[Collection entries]
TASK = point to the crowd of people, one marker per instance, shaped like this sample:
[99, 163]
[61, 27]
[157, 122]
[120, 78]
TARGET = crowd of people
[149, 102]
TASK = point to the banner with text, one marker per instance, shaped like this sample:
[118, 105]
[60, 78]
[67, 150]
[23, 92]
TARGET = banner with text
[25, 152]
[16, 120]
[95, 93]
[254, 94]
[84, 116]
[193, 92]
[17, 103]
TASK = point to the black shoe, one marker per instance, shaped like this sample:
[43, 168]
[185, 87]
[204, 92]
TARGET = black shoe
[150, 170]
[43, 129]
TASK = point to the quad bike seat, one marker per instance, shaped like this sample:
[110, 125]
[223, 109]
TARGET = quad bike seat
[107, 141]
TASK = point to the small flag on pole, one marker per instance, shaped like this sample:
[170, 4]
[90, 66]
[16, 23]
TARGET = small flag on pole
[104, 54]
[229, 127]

WHAT IS REQUIRED
Please set down each of the entries above exactly as given.

TASK RESULT
TASK = point to the crowd of people, one marker per instance, shaped like this sample:
[99, 163]
[61, 27]
[157, 122]
[120, 78]
TARGET = crowd of people
[149, 102]
TASK = point to the banner with text, one marker per instance, shaped like this sample:
[118, 105]
[60, 78]
[67, 150]
[23, 92]
TARGET = banner with text
[25, 152]
[16, 120]
[95, 93]
[254, 94]
[84, 116]
[193, 92]
[17, 103]
TASK = point to the black shoe, one marker per instance, shaped like this sample:
[43, 168]
[185, 87]
[204, 92]
TARGET = black shoe
[150, 170]
[43, 129]
TASK = point to the quad bike seat, one marker per instance, shaped like this sample:
[110, 125]
[223, 109]
TARGET = quad bike seat
[107, 141]
TASK = point to the small flag on pole, one marker per instance, shaped like this sample:
[170, 4]
[90, 66]
[16, 23]
TARGET = small flag on pole
[104, 54]
[229, 127]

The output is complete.